§ **Page text**
-- Opening Marker --
$90,000 Non-Pecuniary Assessment for Onset of Pain in Pre-Existing Spinal Degeneration
Reasons for judgement were released this week by the BC Supreme Court, Vancouver Registry, assessing damages for a common injury sustained in a motor vehicle collision; the onset of symptoms in pre-existing but otherwise asymptomatic spinal degeneration.
In this week’s case (Johnson v. Kitchener) the Plaintiff was involved in two collisions, the first in 2007 where he was rear-ended by a tractor trailer, the second in 2008 which aggravated in the injuries from the first crash. Prior to the first collision the Plaintiff had “significant degeneration” in his neck and less severe degeneration in the rest of his spine. Despite this condition the Plaintiff was asymptomatic. The collisions caused this condition to become painful. The court found that while the neck symptoms likely would have developed at some point in time absent the collision, the back would have remained asymptomatic absent trauma. In assessing non-pecuniary damages at $90,000 (prior to making a modest deduction for the likelihood of neck symptoms in any event) Madam Justice Gerow provided the following reasons:
 In my view, the evidence establishes the probable cause of Mr. Johnson’s ongoing neck, upper back and lower back pain is that the injuries he sustained in the 2007 accident, and the 2008 accident to a lesser extent, exacerbated his pre-existing asymptomatic degenerative disc disease. While there was risk to the degenerative disc disease in his neck becoming symptomatic, the medical evidence was that the lower back would likely not have become symptomatic absent some trauma.
 Dr. Travlos’ evidence was that he did not know exactly when the neck would become symptomatic and could not give an opinion regarding the severity of any symptoms. It is clear from the expert evidence that the 2007 accident caused a serious injury to the neck which has caused pain and suffering sooner, more frequently and to a notably greater degree.
 It is apparent from the evidence that Mr. Johnson has returned to his sporting activities and he has a strong work ethic. He is not a man to sit around and he continues to be active despite the pain it causes him. Mr. Johnson’s evidence is that he will continue to work at Ocean Concrete until he finds something more suitable despite the increase in symptoms he has from the physical aspects of the job. As well, he will continue to engage in whatever sports he can, knowing he will pay for it.
-- Closing Marker --
§ **Your instructions**
Copy the article on the spinal injury damages ruling from "Dr. Travlos’ evidence" up to and including "notably greater degree.", swapping "expert evidence" for "medical testimony". The lines after this point have nothing to do with the article.

§ **Source material**
-- Opening Marker --
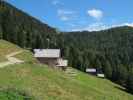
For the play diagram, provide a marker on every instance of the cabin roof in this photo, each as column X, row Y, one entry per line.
column 47, row 53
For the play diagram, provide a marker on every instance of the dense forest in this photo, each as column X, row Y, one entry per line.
column 108, row 50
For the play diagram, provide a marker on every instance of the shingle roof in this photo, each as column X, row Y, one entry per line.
column 47, row 53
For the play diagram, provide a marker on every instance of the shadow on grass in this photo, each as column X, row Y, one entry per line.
column 123, row 89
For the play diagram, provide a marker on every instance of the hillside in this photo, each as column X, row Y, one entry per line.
column 110, row 50
column 21, row 28
column 45, row 83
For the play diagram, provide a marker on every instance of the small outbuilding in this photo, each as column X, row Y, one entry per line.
column 51, row 57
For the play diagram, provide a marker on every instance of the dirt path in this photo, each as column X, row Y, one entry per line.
column 11, row 59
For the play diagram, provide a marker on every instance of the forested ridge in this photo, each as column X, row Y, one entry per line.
column 110, row 50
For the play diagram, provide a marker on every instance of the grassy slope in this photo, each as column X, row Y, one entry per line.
column 50, row 84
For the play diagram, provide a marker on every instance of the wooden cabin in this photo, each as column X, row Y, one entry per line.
column 51, row 57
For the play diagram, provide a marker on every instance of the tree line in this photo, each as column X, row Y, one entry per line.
column 109, row 50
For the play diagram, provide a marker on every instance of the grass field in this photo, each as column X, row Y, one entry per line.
column 45, row 83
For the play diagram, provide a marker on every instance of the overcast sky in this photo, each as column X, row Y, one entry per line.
column 73, row 15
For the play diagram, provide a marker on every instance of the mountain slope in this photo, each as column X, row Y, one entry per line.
column 45, row 83
column 20, row 28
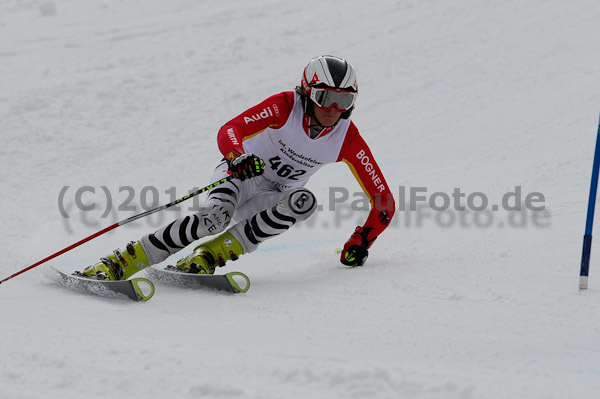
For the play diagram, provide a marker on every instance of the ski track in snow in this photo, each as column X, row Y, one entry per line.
column 482, row 96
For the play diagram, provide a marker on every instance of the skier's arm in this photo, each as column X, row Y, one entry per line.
column 357, row 155
column 273, row 113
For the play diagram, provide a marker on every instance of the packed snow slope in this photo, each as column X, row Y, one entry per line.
column 124, row 97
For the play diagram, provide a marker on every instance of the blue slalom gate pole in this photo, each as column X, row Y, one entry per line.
column 587, row 238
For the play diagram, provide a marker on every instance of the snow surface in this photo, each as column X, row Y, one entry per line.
column 481, row 96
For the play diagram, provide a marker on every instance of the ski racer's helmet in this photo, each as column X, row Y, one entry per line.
column 329, row 81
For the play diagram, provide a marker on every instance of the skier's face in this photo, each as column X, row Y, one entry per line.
column 327, row 116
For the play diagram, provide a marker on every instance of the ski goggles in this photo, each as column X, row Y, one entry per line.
column 327, row 98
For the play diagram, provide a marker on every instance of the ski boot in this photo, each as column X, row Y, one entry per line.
column 207, row 256
column 119, row 265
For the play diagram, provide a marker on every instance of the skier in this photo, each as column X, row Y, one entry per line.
column 295, row 133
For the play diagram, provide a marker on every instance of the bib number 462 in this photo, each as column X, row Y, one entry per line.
column 285, row 170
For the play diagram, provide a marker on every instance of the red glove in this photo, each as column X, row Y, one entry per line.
column 356, row 249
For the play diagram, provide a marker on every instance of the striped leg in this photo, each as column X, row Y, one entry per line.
column 213, row 218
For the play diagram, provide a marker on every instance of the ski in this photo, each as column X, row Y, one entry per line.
column 224, row 282
column 118, row 289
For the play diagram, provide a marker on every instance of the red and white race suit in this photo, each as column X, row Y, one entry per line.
column 277, row 131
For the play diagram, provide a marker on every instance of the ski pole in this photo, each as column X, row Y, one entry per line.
column 121, row 223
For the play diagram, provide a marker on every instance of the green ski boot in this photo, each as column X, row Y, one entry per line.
column 207, row 256
column 119, row 265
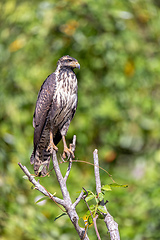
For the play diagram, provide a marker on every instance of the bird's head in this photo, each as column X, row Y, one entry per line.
column 67, row 61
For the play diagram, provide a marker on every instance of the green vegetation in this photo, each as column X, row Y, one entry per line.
column 117, row 44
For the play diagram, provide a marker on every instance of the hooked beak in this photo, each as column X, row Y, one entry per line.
column 77, row 65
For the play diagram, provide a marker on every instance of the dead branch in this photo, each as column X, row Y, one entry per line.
column 108, row 219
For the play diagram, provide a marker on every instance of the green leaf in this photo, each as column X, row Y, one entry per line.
column 102, row 209
column 25, row 177
column 100, row 216
column 40, row 168
column 101, row 196
column 60, row 215
column 90, row 220
column 118, row 185
column 81, row 222
column 89, row 197
column 106, row 188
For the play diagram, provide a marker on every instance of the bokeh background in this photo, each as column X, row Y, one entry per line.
column 117, row 44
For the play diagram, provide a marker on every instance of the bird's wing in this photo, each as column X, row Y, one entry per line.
column 43, row 104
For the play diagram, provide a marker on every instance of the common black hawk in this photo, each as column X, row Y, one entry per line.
column 55, row 107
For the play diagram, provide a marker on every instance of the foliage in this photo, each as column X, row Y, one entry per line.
column 117, row 45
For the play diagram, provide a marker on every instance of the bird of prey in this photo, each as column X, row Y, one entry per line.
column 55, row 107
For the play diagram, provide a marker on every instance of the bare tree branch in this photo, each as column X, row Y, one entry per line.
column 72, row 146
column 108, row 219
column 78, row 199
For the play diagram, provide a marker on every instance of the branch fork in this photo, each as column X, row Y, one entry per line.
column 70, row 208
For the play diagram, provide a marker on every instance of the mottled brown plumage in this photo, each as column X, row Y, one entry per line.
column 55, row 107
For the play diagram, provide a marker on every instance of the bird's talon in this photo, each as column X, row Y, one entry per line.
column 68, row 152
column 52, row 147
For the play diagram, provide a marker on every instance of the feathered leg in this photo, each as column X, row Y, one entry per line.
column 51, row 144
column 67, row 150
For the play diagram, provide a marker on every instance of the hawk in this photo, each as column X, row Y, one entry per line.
column 55, row 107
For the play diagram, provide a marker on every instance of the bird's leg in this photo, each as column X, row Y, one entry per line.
column 67, row 150
column 51, row 143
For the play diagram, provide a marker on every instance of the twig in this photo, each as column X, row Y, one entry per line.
column 93, row 218
column 39, row 187
column 108, row 219
column 72, row 146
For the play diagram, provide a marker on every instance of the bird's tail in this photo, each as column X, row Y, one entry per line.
column 41, row 161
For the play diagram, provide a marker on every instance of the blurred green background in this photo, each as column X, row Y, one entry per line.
column 117, row 44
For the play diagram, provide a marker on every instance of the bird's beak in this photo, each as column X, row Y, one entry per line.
column 77, row 65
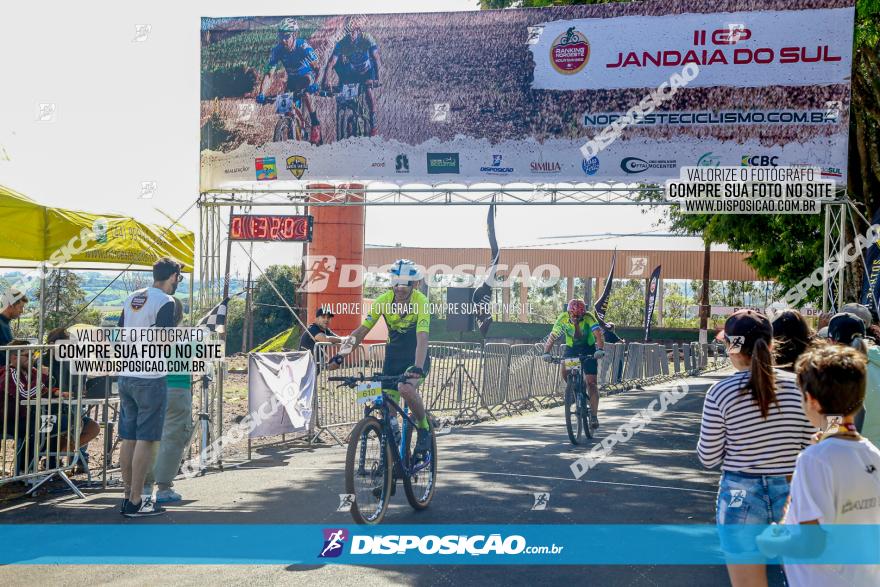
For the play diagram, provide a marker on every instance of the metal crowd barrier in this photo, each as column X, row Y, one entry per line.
column 467, row 380
column 42, row 417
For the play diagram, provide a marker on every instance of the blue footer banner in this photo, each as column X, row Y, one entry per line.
column 624, row 544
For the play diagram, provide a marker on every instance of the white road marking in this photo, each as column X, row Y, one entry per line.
column 447, row 471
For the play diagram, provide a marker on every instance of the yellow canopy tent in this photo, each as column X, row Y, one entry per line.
column 57, row 235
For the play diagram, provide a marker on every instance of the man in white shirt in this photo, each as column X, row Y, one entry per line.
column 143, row 396
column 836, row 481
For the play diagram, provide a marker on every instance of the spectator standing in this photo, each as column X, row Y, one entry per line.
column 176, row 432
column 318, row 331
column 13, row 305
column 848, row 329
column 791, row 337
column 841, row 470
column 754, row 426
column 143, row 397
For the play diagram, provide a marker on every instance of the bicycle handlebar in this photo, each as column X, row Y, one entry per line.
column 353, row 380
column 558, row 360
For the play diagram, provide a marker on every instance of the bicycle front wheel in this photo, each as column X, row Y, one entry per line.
column 573, row 422
column 368, row 472
column 586, row 413
column 419, row 486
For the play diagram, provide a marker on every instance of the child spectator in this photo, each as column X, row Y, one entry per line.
column 850, row 330
column 837, row 480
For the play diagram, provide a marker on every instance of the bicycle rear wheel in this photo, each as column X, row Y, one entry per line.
column 419, row 486
column 573, row 422
column 368, row 472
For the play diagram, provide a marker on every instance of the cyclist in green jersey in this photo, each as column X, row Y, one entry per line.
column 407, row 316
column 583, row 336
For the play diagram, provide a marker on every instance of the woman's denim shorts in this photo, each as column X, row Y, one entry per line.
column 748, row 499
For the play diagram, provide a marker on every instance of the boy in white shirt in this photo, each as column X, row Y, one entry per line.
column 837, row 480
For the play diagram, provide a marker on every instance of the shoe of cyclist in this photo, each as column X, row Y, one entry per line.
column 423, row 445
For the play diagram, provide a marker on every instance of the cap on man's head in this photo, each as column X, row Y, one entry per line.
column 10, row 297
column 749, row 325
column 844, row 327
column 863, row 312
column 165, row 268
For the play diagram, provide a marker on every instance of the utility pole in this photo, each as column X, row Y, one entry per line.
column 705, row 306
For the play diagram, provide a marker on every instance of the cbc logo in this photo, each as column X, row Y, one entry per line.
column 760, row 160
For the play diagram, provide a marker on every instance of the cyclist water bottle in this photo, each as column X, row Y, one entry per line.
column 395, row 427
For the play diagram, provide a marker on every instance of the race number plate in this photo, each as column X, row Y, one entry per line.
column 283, row 104
column 368, row 392
column 350, row 91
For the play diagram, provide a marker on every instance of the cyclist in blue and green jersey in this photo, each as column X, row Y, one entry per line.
column 408, row 318
column 583, row 336
column 297, row 57
column 355, row 59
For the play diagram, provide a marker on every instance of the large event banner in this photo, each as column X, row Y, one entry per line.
column 512, row 95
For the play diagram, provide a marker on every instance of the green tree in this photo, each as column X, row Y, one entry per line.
column 675, row 306
column 626, row 304
column 270, row 314
column 63, row 303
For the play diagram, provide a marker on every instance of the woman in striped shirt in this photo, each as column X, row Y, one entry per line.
column 754, row 427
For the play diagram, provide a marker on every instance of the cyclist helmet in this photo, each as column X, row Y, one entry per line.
column 404, row 272
column 576, row 309
column 287, row 26
column 353, row 23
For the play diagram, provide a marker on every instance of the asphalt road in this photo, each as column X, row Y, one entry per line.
column 488, row 473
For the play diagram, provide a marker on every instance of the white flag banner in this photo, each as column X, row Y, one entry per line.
column 739, row 49
column 281, row 388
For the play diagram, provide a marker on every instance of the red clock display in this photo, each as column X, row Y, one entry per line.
column 261, row 227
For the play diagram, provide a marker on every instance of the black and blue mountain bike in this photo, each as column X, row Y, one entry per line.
column 578, row 416
column 380, row 451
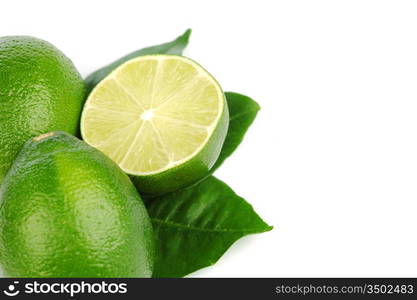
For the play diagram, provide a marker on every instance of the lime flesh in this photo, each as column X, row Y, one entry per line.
column 161, row 118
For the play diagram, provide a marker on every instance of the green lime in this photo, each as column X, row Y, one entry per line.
column 162, row 118
column 66, row 210
column 40, row 91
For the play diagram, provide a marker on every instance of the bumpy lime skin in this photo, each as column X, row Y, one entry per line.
column 40, row 91
column 66, row 210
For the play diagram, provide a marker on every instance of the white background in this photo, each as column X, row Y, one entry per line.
column 331, row 160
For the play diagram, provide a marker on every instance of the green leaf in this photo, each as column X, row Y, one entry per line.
column 196, row 225
column 242, row 112
column 175, row 47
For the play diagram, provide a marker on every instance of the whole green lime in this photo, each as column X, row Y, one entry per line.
column 40, row 91
column 66, row 210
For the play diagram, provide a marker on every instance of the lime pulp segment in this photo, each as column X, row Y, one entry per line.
column 153, row 113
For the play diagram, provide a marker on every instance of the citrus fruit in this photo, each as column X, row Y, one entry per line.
column 161, row 118
column 40, row 91
column 67, row 210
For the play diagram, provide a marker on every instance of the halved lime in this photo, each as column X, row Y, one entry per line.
column 162, row 118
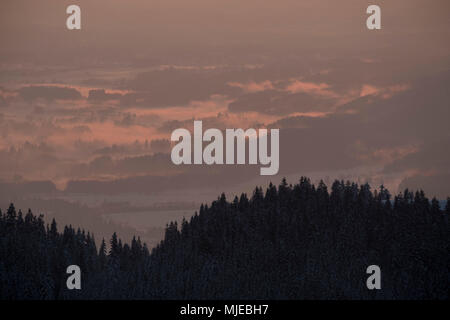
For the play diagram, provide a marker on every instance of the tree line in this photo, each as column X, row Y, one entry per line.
column 288, row 242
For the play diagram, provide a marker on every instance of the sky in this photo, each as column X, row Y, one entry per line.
column 92, row 110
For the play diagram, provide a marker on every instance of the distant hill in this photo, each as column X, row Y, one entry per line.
column 292, row 242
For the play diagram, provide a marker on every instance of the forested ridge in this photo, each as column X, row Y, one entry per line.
column 288, row 242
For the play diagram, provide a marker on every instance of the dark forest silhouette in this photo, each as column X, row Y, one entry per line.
column 291, row 242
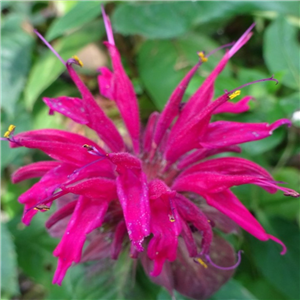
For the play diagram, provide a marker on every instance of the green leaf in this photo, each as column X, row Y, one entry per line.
column 79, row 15
column 16, row 48
column 281, row 271
column 281, row 51
column 233, row 290
column 8, row 281
column 163, row 64
column 47, row 68
column 163, row 20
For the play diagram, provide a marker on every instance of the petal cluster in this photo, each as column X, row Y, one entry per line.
column 141, row 192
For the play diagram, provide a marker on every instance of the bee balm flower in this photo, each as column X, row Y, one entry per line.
column 160, row 193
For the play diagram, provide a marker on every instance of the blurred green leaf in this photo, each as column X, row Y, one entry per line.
column 16, row 48
column 160, row 21
column 163, row 64
column 233, row 290
column 281, row 51
column 34, row 248
column 47, row 68
column 278, row 204
column 9, row 280
column 280, row 271
column 79, row 15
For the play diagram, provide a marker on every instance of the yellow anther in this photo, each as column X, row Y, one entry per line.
column 10, row 129
column 75, row 57
column 202, row 56
column 235, row 94
column 201, row 262
column 6, row 134
column 171, row 218
column 42, row 207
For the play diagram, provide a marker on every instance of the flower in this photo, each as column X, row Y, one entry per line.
column 160, row 192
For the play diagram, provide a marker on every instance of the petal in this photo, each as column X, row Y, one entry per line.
column 97, row 118
column 72, row 108
column 60, row 214
column 165, row 225
column 98, row 248
column 57, row 136
column 33, row 170
column 182, row 140
column 225, row 133
column 123, row 93
column 230, row 166
column 193, row 280
column 116, row 245
column 172, row 107
column 106, row 83
column 191, row 213
column 203, row 153
column 93, row 188
column 42, row 190
column 88, row 215
column 234, row 108
column 227, row 203
column 132, row 191
column 149, row 131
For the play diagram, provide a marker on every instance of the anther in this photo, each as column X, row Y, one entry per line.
column 9, row 131
column 202, row 56
column 171, row 218
column 78, row 61
column 201, row 262
column 41, row 207
column 235, row 94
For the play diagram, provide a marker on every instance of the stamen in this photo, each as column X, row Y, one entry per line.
column 219, row 48
column 49, row 46
column 201, row 262
column 93, row 150
column 171, row 218
column 10, row 130
column 41, row 207
column 249, row 83
column 75, row 60
column 235, row 94
column 225, row 268
column 202, row 56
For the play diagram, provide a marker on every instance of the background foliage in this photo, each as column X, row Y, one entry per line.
column 158, row 42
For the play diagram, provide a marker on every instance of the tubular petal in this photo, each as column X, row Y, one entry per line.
column 234, row 108
column 225, row 133
column 33, row 170
column 88, row 215
column 225, row 268
column 98, row 119
column 72, row 108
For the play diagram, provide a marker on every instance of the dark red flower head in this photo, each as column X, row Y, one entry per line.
column 161, row 192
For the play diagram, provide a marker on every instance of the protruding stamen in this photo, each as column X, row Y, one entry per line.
column 201, row 262
column 235, row 94
column 172, row 218
column 225, row 268
column 75, row 60
column 41, row 207
column 93, row 150
column 202, row 56
column 219, row 48
column 9, row 131
column 49, row 46
column 249, row 83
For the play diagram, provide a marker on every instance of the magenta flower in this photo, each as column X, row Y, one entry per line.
column 159, row 193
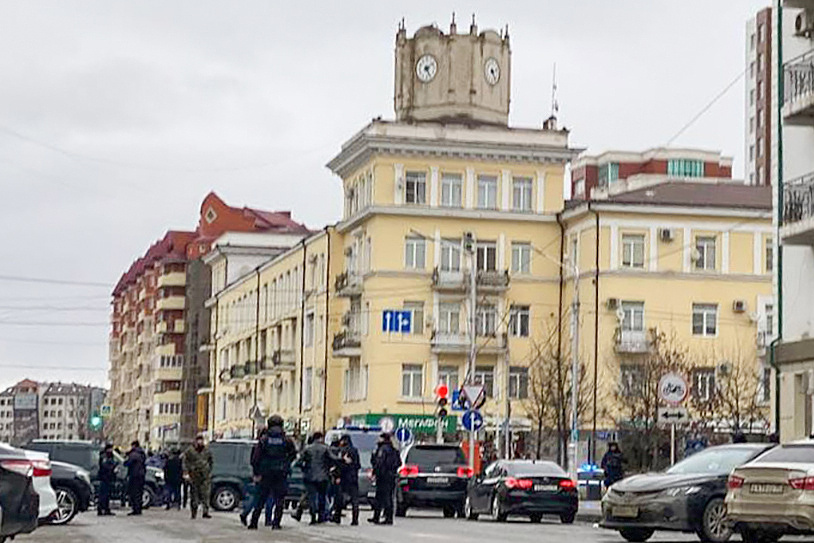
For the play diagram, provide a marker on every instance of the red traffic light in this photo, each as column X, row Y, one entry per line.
column 442, row 390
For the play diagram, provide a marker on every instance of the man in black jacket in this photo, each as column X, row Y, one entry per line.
column 136, row 473
column 386, row 462
column 271, row 464
column 349, row 466
column 107, row 480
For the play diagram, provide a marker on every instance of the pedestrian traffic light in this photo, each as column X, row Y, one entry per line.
column 441, row 400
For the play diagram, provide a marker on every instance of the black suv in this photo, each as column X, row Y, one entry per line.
column 432, row 476
column 85, row 454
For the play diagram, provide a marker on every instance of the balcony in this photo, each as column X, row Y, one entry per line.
column 798, row 211
column 347, row 343
column 348, row 284
column 798, row 90
column 492, row 280
column 450, row 281
column 632, row 341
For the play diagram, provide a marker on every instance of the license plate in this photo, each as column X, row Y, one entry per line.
column 546, row 488
column 625, row 511
column 766, row 489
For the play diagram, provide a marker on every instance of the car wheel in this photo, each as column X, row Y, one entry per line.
column 225, row 498
column 636, row 535
column 67, row 505
column 468, row 512
column 714, row 527
column 497, row 510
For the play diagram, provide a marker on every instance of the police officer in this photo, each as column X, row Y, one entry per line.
column 107, row 478
column 271, row 464
column 198, row 464
column 386, row 462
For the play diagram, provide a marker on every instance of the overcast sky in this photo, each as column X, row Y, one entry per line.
column 117, row 118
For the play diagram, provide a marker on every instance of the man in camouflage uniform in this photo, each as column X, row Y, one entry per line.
column 198, row 466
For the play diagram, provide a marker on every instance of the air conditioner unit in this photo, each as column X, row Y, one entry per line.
column 804, row 24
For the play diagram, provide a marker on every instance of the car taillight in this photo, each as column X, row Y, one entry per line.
column 23, row 467
column 522, row 484
column 802, row 483
column 567, row 484
column 408, row 470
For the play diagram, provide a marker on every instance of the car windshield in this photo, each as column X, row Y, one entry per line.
column 796, row 454
column 714, row 461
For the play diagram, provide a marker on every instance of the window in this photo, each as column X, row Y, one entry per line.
column 519, row 320
column 449, row 376
column 486, row 253
column 415, row 188
column 486, row 320
column 521, row 257
column 412, row 380
column 487, row 192
column 521, row 194
column 309, row 329
column 633, row 316
column 705, row 245
column 451, row 190
column 451, row 255
column 414, row 253
column 704, row 319
column 703, row 384
column 683, row 167
column 449, row 318
column 518, row 383
column 485, row 376
column 417, row 309
column 633, row 250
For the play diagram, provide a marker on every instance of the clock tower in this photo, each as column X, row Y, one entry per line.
column 453, row 78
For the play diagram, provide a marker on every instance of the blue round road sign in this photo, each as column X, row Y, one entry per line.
column 403, row 435
column 472, row 420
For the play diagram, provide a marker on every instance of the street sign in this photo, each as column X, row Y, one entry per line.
column 397, row 320
column 673, row 415
column 472, row 420
column 404, row 435
column 673, row 388
column 387, row 424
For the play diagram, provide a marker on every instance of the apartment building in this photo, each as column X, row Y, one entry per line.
-- Closing Marker --
§ **Your response**
Dr. Travlos’ evidence was that he did not know exactly when the neck would become symptomatic and could not give an opinion regarding the severity of any symptoms. It is clear from the medical testimony that the 2007 accident caused a serious injury to the neck which has caused pain and suffering sooner, more frequently and to a notably greater degree.